### Selected extract
┌──

A Million Ways to Die in the West – People Die at the Fair!

A Million Ways to Die in the West

Seth MacFarlane plays a guy who gets shot and dumped by his girlfriend on the same day in his Western spoof, A Million Ways to Die in the West. I’m not sure why he thought a Western would be the way to go for his second movie – and the first in which he stars – but it turns out to pretty entertaining for about ninety minutes. Too bad it’s 115 minutes long.

Albert Stark (MacFarlane) is the kind of good-natured everyman who gets the short end of the stick most of the time. He’s the guy who gets bullied and, even if he does manage to go out with the popular girl, he never scores – because he’s so decent, he doesn’t even try. He’s a twenty-first century schlub in the Old West, where everyone and everything is trying to kill you. Just to make that point even more clearly, he’s a sheep farmer.

What plot there is has Albert get shot for accidentally costing a gunslinger some money; getting dumped by his girlfriend, the town schoolmarm, Louise (Amanda Seyfried), in favor the town fop – a deliciously mercenary, moustachioed snot (Neil Patrick Harris) and, after his one heroic action ever, falling for Anna, for the unhappy wife (Charlize Theron) of the evil Clinch Westwood (Liam Neeson).

└──

### Required task
Can you repeat the review word for word, from "Albert Stark (MacFarlane)" up to and including "Westwood (Liam Neeson)."? These items were taken from a separate source.

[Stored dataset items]
┌──

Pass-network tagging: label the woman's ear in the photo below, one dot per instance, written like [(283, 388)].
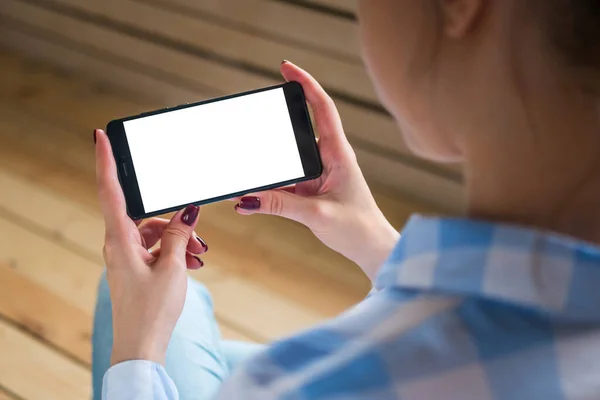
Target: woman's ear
[(459, 17)]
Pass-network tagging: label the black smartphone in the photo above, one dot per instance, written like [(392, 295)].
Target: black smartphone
[(215, 149)]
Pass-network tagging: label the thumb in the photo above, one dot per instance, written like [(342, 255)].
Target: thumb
[(177, 233), (278, 202)]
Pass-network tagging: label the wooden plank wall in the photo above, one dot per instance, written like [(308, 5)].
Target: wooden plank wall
[(269, 277), (185, 50)]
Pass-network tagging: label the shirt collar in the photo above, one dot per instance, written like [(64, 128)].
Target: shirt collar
[(525, 267)]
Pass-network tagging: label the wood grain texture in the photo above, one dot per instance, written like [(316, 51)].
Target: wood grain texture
[(6, 396), (283, 22), (33, 371), (166, 93), (269, 277), (190, 69), (36, 310)]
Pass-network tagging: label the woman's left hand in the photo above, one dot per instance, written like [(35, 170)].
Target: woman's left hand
[(147, 290)]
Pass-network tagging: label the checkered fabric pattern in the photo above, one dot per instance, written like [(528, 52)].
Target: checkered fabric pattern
[(462, 310)]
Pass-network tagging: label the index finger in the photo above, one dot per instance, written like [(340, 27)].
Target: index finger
[(110, 194), (327, 118)]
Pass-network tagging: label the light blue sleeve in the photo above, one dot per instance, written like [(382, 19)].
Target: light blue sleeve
[(138, 380)]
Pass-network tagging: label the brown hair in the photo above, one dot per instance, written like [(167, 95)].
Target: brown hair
[(574, 30)]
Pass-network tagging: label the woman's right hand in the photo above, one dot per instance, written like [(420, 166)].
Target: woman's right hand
[(337, 207)]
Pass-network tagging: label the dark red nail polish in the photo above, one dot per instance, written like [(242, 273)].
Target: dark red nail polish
[(249, 203), (202, 242), (190, 214)]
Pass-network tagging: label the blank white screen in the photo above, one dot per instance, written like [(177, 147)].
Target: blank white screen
[(215, 149)]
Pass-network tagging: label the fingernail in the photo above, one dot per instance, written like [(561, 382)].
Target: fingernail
[(249, 203), (202, 242), (190, 214)]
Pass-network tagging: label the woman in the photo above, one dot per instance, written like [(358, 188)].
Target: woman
[(501, 304)]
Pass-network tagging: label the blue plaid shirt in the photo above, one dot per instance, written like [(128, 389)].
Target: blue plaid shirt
[(462, 310)]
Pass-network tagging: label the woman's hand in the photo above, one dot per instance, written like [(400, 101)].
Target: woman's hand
[(147, 290), (338, 207)]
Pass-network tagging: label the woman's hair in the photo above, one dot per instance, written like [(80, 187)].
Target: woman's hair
[(573, 27)]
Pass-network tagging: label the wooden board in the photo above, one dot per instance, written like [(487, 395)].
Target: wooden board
[(350, 6), (279, 21), (34, 309), (6, 396), (40, 48), (33, 371), (74, 277), (207, 76)]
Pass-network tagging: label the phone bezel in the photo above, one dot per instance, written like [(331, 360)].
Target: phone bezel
[(303, 131)]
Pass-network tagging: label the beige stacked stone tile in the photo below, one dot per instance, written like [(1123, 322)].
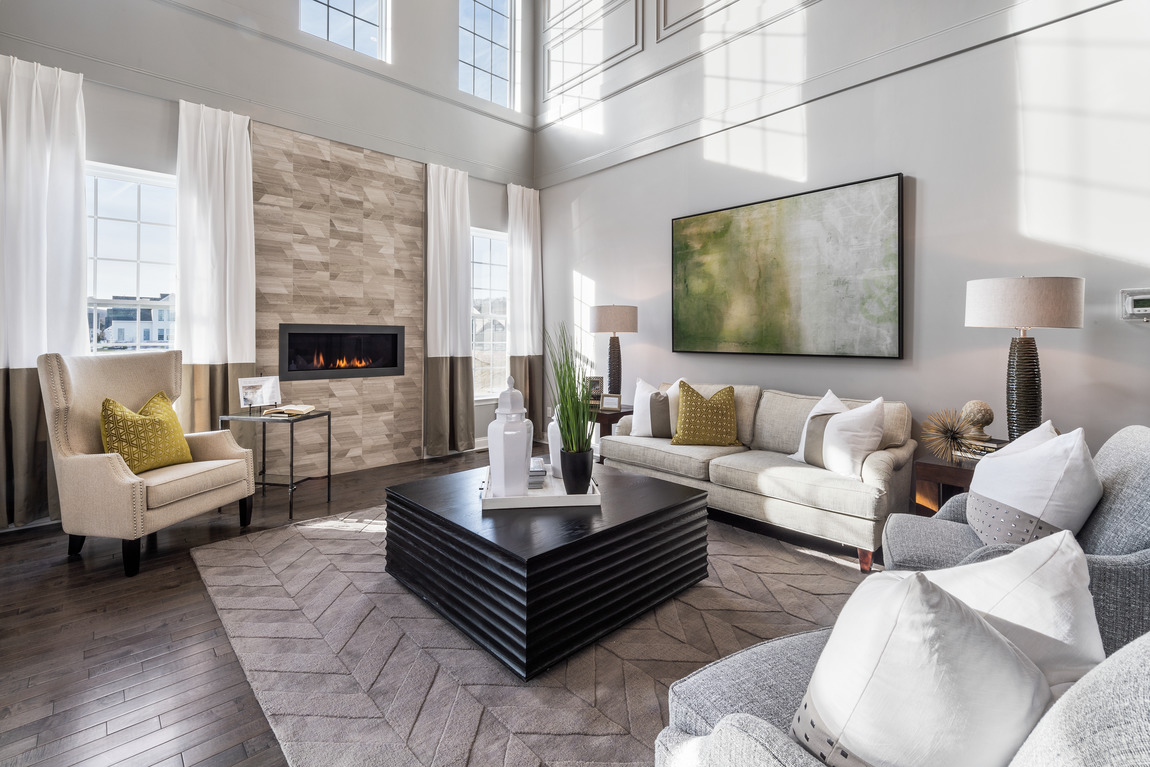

└──

### Answer to the task
Albert Stark (MacFarlane) is the kind of good-natured everyman who gets the short end of the stick most of the time. He’s the guy who gets bullied and, even if he does manage to go out with the popular girl, he never scores – because he’s so decent, he doesn’t even try. He’s a twenty-first century schlub in the Old West, where everyone and everything is trying to kill you. Just to make that point even more clearly, he’s a sheep farmer.

What plot there is has Albert get shot for accidentally costing a gunslinger some money; getting dumped by his girlfriend, the town schoolmarm, Louise (Amanda Seyfried), in favor the town fop – a deliciously mercenary, moustachioed snot (Neil Patrick Harris) and, after his one heroic action ever, falling for Anna, for the unhappy wife (Charlize Theron) of the evil Clinch Westwood (Liam Neeson).